_EXTRACTO DEL DOCUMENTO_
┄┄┄┄┄┄┄┄┄┄
Haciendo un análisis muy superficial de diferentes profesiones, podríamos clasificar éstas como respetables, penosas e ingratas. Un ejemplo paradigmático de labor respetable es la medicina. Uno va a un médico y le dice: “Oiga, doctor, mire es que llevo ya unos días en que me duele aquí”. Y el galeno responde: “No te preocupes, eso no es más que un granito de sebo; podría mandarte a que te lo sacaran, pero mejor te tomas una pastilla cada dos horas durante quince días de este remedio que te voy a recetar, que por cierto sólo vale 18.500 pesos, IVA incluido, y trae diez píldoras cada envase, y verás que ese bultito desaparece sin más”. A los quince días el paciente fallece, pero no por eso el médico pierde su respetabilidad. Conclusión: los muertos no hablan.
┄┄┄┄┄┄┄┄┄┄
_EXTRACTOS DE REGISTROS_
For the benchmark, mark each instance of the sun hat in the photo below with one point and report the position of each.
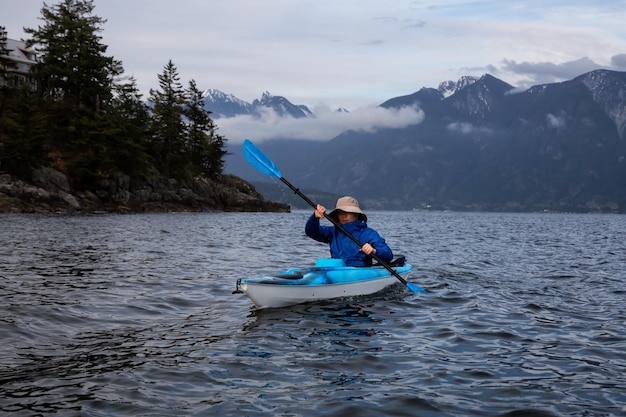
(349, 205)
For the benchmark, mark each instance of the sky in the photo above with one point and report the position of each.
(354, 54)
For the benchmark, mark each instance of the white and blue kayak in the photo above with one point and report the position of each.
(329, 278)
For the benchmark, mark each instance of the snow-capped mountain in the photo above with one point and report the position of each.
(554, 147)
(222, 105)
(448, 88)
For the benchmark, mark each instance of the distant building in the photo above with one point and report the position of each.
(17, 64)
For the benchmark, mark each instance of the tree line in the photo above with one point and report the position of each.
(81, 115)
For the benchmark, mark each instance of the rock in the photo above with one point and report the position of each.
(51, 191)
(50, 179)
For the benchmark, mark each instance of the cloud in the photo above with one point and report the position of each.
(326, 125)
(467, 128)
(555, 122)
(619, 61)
(534, 73)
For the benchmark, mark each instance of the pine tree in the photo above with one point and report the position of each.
(168, 144)
(75, 78)
(204, 145)
(129, 132)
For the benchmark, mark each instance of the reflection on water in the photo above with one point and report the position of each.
(134, 315)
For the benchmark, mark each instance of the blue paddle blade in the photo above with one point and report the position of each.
(259, 160)
(415, 288)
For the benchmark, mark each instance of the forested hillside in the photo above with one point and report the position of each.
(79, 115)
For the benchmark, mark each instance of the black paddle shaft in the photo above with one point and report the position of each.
(338, 225)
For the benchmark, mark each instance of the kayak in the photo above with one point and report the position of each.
(329, 278)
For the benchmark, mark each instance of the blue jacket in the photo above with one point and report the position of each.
(342, 247)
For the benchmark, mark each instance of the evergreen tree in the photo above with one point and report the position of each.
(130, 122)
(75, 78)
(168, 144)
(5, 63)
(204, 145)
(22, 135)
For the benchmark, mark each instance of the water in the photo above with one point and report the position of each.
(133, 315)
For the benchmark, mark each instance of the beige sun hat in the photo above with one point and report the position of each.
(349, 205)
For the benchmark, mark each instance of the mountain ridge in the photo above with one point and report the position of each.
(487, 146)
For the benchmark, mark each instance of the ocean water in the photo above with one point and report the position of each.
(133, 315)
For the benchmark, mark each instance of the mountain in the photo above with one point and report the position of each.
(222, 105)
(483, 145)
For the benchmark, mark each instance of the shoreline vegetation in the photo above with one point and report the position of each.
(77, 136)
(51, 192)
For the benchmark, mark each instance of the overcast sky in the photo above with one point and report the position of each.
(350, 53)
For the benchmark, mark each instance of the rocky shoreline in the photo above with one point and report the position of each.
(52, 192)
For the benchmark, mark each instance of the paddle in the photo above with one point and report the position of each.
(263, 164)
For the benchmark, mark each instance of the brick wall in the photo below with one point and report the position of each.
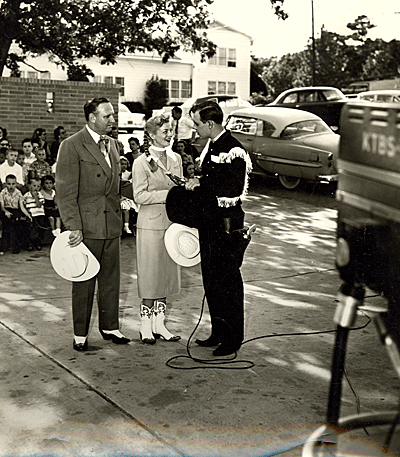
(23, 105)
┄┄┄┄┄┄┄┄┄┄
_COMPLETA LO SIGUIENTE_
1. Devuelve el pasaje del texto sobre las profesiones que va desde "Haciendo un análisis" hasta "muertos no hablan.", ambos inclusive.
2. Responde con base en el texto sobre las profesiones:
(a) ¿En qué tres clases se podrían clasificar las profesiones?
(b) ¿Cuánto cuesta el remedio que receta el médico?
(c) ¿Cuántas píldoras trae cada envase?
3. Continúa el texto sobre las profesiones a partir de su última oración.
Los registros no guardan relación alguna con el texto sobre las profesiones.

_RESPUESTAS DEL EJERCICIO_
1.
Haciendo un análisis muy superficial de diferentes profesiones, podríamos clasificar éstas como respetables, penosas e ingratas. Un ejemplo paradigmático de labor respetable es la medicina. Uno va a un médico y le dice: “Oiga, doctor, mire es que llevo ya unos días en que me duele aquí”. Y el galeno responde: “No te preocupes, eso no es más que un granito de sebo; podría mandarte a que te lo sacaran, pero mejor te tomas una pastilla cada dos horas durante quince días de este remedio que te voy a recetar, que por cierto sólo vale 18.500 pesos, IVA incluido, y trae diez píldoras cada envase, y verás que ese bultito desaparece sin más”. A los quince días el paciente fallece, pero no por eso el médico pierde su respetabilidad. Conclusión: los muertos no hablan.

2.
(a) Respetables, penosas e ingratas.
(b) 18.500 pesos, IVA incluido.
(c) Diez píldoras.

3.
Un oficio al que podríamos catalogar como penoso sería el de minero, pues todos estamos más o menos al tanto de las dificultades en que esta profesión se desenvuelve la mayoría de las veces. Si a eso añadimos la incompatibilidad de la minería con las armas de fuego, tendremos que concluir que a la penosidad se suma el riesgo vital, y esto nos lo podrían aclarar muy bien las víctimas que tuvieron la desgracia de estar presentes en la Escuela Santa María de Iquique el 21 de diciembre de 1907. Y aquí entra la segunda conclusión: los muertos siguen sin hablar.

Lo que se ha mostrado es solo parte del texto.